Data records
━━━
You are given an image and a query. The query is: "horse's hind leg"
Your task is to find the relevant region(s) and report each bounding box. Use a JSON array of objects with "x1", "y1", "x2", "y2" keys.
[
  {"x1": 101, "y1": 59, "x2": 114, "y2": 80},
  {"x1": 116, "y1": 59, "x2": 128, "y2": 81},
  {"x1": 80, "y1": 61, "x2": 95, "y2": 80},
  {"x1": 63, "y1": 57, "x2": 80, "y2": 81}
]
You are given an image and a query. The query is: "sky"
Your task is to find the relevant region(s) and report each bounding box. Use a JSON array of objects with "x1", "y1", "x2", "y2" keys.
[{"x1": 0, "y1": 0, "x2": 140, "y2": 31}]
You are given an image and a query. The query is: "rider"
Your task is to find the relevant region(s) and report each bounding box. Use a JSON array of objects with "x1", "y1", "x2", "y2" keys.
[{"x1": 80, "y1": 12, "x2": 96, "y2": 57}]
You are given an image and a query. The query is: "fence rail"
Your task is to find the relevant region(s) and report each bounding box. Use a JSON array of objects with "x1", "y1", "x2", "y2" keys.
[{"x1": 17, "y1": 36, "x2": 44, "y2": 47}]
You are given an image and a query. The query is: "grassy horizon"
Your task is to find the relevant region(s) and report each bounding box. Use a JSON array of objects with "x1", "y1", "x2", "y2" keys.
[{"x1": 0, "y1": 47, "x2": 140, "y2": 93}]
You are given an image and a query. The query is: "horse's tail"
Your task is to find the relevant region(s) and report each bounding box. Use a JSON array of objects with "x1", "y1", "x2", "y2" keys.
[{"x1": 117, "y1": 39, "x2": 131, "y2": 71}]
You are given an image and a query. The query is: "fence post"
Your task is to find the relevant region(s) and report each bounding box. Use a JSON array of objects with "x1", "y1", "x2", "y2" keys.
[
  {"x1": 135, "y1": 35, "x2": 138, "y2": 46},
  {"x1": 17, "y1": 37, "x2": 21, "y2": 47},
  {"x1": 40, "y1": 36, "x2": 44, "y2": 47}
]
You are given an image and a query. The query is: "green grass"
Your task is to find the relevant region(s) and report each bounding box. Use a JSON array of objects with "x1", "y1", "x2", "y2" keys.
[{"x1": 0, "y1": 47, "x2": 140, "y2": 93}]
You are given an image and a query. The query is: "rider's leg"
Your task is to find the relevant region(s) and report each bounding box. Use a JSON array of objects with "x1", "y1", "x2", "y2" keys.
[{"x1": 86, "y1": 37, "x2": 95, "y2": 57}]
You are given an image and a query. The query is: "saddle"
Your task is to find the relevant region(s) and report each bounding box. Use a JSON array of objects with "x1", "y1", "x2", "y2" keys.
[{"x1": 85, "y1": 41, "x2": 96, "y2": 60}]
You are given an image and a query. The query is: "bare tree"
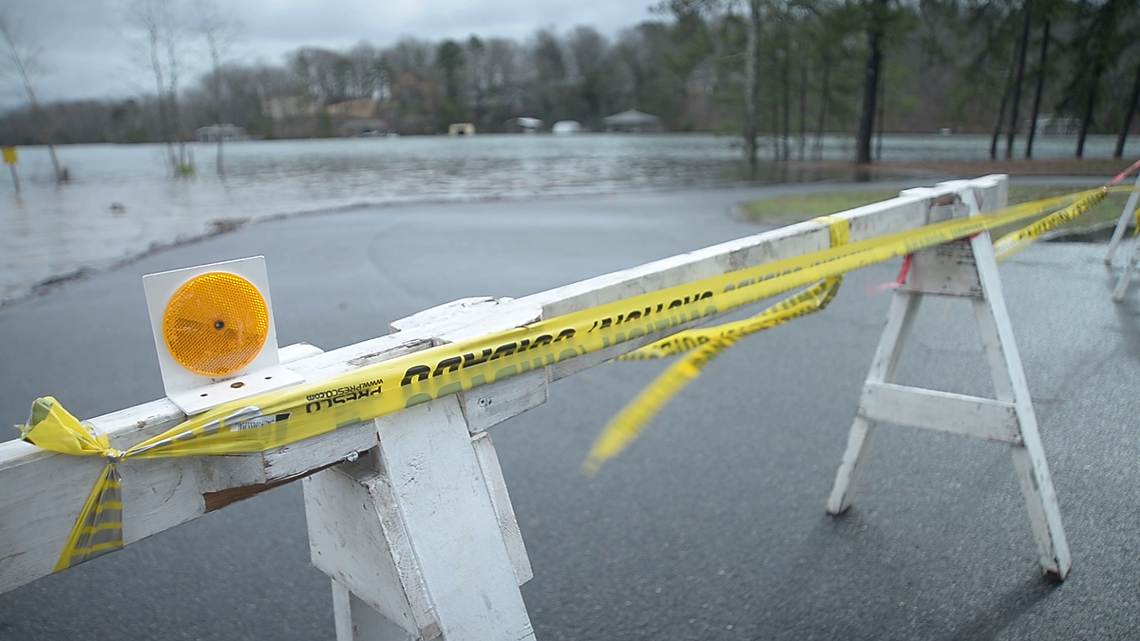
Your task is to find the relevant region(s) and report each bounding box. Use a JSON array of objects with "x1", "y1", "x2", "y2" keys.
[
  {"x1": 195, "y1": 0, "x2": 238, "y2": 176},
  {"x1": 744, "y1": 0, "x2": 763, "y2": 167},
  {"x1": 0, "y1": 14, "x2": 68, "y2": 182}
]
━━━
All of the entries above should be copied exactly, except for the pictures.

Answer:
You are given an image and a query. The query is: "horse's hind leg"
Your task is to find the relevant region(s) and report each bounding box. Use a JSON array of objects with "x1", "y1", "x2", "y2" keys.
[
  {"x1": 101, "y1": 59, "x2": 114, "y2": 80},
  {"x1": 116, "y1": 59, "x2": 128, "y2": 81},
  {"x1": 80, "y1": 61, "x2": 95, "y2": 80},
  {"x1": 63, "y1": 57, "x2": 80, "y2": 81}
]
You are given an image and a query. The query is: "sky"
Your task is to find the relevant region(s) and report each bounding box. Use a JSON array of objects with "x1", "y1", "x2", "y2" keys.
[{"x1": 0, "y1": 0, "x2": 140, "y2": 31}]
You are given an image and a query. The query is: "rider"
Your task is to find the relevant region(s) and report each bounding box. Use a JSON array of objects with "x1", "y1", "x2", "y2" keys.
[{"x1": 80, "y1": 12, "x2": 96, "y2": 57}]
You are given an image and a query. The query is: "fence rail"
Your task is to find the relevant region(s) and report each bounding box. Use a JSON array of objects with "x1", "y1", "x2", "y2" keys.
[{"x1": 17, "y1": 36, "x2": 44, "y2": 47}]
You are given an image and a query. The query is: "grassy horizon"
Your task is to find the relevant region(s) and report each bounding box. Use a JSON array of objects with "x1", "y1", "x2", "y2" keys.
[{"x1": 0, "y1": 47, "x2": 140, "y2": 93}]
You are given an image and a query. The query is: "horse's tail"
Your task is to find the relevant region(s) and report each bounding box. Use a JSON array of objects with "x1", "y1", "x2", "y2" keys.
[{"x1": 117, "y1": 39, "x2": 131, "y2": 71}]
You are given an image and a query. The query is: "fence post"
Your task is to find the relevant region(s) and report each bounding box. Use a JSON array of objects with "x1", "y1", "x2", "y2" keys.
[
  {"x1": 135, "y1": 35, "x2": 138, "y2": 46},
  {"x1": 17, "y1": 37, "x2": 21, "y2": 47},
  {"x1": 40, "y1": 36, "x2": 44, "y2": 47}
]
You are given an image and a query. The query is: "green grass"
Your task is to find the relevant region(s) and report each bounding box. Use a JSON array of objects with "x1", "y1", "x2", "y2" keys.
[{"x1": 0, "y1": 47, "x2": 140, "y2": 93}]
You are given an image and a query. The query is: "rider's leg"
Your task is to find the relevant region(s) and report each bounding box. Use a JSON array of objects with "x1", "y1", "x2", "y2" keys.
[{"x1": 86, "y1": 37, "x2": 95, "y2": 57}]
You are given an image and a query. The query is: "saddle"
Your task is to find the relevant region(s) and report each bounding box. Use a JSON array of objects with "x1", "y1", "x2", "y2" keys.
[{"x1": 85, "y1": 41, "x2": 96, "y2": 60}]
You are given an image and a query. The query is: "bare tree"
Your task is to find the relevant region(s) and report each bounding box. Use a JSON array of objects with "x1", "y1", "x2", "y2" keys.
[
  {"x1": 195, "y1": 0, "x2": 238, "y2": 176},
  {"x1": 744, "y1": 0, "x2": 763, "y2": 167},
  {"x1": 0, "y1": 14, "x2": 68, "y2": 182}
]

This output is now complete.